→ **Exercise aim**: Here is a set of records. Copy them all exactly.

Saved data entries
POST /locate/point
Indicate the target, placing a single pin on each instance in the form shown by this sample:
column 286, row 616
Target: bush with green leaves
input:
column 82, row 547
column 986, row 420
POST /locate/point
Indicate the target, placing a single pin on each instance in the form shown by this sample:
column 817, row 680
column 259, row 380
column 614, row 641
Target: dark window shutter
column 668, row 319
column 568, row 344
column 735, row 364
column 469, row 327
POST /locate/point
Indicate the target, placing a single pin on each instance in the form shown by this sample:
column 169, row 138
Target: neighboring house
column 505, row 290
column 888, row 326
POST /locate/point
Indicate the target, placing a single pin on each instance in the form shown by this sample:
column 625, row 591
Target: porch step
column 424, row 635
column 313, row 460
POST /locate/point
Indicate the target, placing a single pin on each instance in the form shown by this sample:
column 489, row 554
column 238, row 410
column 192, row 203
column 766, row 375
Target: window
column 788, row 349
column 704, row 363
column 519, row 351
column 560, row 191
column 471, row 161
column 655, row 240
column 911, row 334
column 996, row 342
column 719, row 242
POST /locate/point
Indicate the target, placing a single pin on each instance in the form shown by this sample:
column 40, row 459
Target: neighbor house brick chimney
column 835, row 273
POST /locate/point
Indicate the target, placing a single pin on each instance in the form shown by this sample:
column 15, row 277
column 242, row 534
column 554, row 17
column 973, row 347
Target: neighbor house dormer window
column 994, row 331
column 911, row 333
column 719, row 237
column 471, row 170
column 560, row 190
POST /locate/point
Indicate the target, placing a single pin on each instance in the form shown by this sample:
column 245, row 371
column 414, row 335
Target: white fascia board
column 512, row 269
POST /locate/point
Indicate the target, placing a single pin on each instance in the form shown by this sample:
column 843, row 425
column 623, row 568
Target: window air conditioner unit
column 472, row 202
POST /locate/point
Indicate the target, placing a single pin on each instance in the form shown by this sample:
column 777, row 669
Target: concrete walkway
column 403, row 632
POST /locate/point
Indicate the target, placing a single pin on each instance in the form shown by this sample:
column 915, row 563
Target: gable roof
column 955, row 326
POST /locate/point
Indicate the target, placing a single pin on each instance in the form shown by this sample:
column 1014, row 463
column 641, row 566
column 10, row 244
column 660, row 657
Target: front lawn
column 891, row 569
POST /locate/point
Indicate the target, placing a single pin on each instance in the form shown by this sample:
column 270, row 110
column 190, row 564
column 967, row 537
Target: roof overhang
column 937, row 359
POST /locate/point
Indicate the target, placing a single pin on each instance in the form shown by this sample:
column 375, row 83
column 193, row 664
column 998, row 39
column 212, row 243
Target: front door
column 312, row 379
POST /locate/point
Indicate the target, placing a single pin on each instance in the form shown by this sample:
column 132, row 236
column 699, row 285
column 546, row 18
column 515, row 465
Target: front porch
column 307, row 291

→ **Reply**:
POST /locate/point
Indicate the target, placing a single pin on each instance in the form shown by this sample:
column 286, row 616
Target: bush with green leaves
input:
column 82, row 547
column 986, row 420
POST /locate/point
Indicate the target, placing a single pin on each instance in the form shown by this sample:
column 817, row 680
column 259, row 380
column 614, row 641
Target: dark window shutter
column 668, row 319
column 568, row 344
column 735, row 364
column 469, row 327
POST /locate/point
Indicate the target, placing a single pin on each instance in the form shown by this sample:
column 169, row 138
Target: neighboring house
column 505, row 290
column 888, row 326
POST /locate/point
Indicate the target, placing a single pin on each instance in the form shown by this sample:
column 625, row 591
Target: porch step
column 424, row 635
column 313, row 460
POST /locate/point
Indicate the target, placing a single pin on each instance in the form shown by this sample:
column 489, row 554
column 238, row 410
column 192, row 203
column 766, row 375
Target: window
column 788, row 349
column 704, row 363
column 519, row 351
column 560, row 191
column 471, row 161
column 655, row 240
column 911, row 334
column 996, row 342
column 719, row 242
POST /locate/point
Indicate the target, placing a single pin on each instance in the form shown by this sample:
column 40, row 459
Target: neighbor house brick chimney
column 835, row 273
POST /locate/point
Indicate the target, placing a single pin on each instance in the form shown by this sample:
column 15, row 277
column 242, row 534
column 554, row 17
column 973, row 347
Target: neighbor house dormer window
column 994, row 331
column 911, row 333
column 719, row 237
column 471, row 170
column 560, row 190
POST /locate/point
Indicate the target, placing a single pin on each instance in the form shown by this sample:
column 245, row 371
column 414, row 335
Target: white fascia board
column 512, row 269
POST /locate/point
Indicate the target, placing a single pin on each instance in the form shown by this sample:
column 843, row 425
column 623, row 568
Target: window air conditioner unit
column 472, row 202
POST /locate/point
Indicate the target, placing a single pin on each instance in the form shown by this sample:
column 777, row 669
Target: concrete walkway
column 403, row 632
POST /locate/point
Indicate the target, placing a single pin on each instance in the form shown by this sample:
column 915, row 563
Target: gable roof
column 955, row 326
POST /locate/point
Indicate the target, placing a single pin on each instance in the form shown by this sample:
column 1014, row 463
column 641, row 566
column 10, row 244
column 660, row 657
Target: front lawn
column 891, row 569
POST /locate/point
Indicate the target, placing a single pin on each instance in the form shown by this sample:
column 270, row 110
column 190, row 564
column 967, row 537
Target: roof overhang
column 937, row 359
POST /locate/point
Indicate the target, placing a single pin on each instance in the form shown by this sample:
column 375, row 83
column 193, row 664
column 998, row 39
column 212, row 243
Target: front door
column 312, row 379
POST /locate/point
Indicate the target, placing a single pin on each instance in the form shown by this sample:
column 132, row 236
column 699, row 285
column 546, row 18
column 515, row 465
Target: front porch
column 307, row 291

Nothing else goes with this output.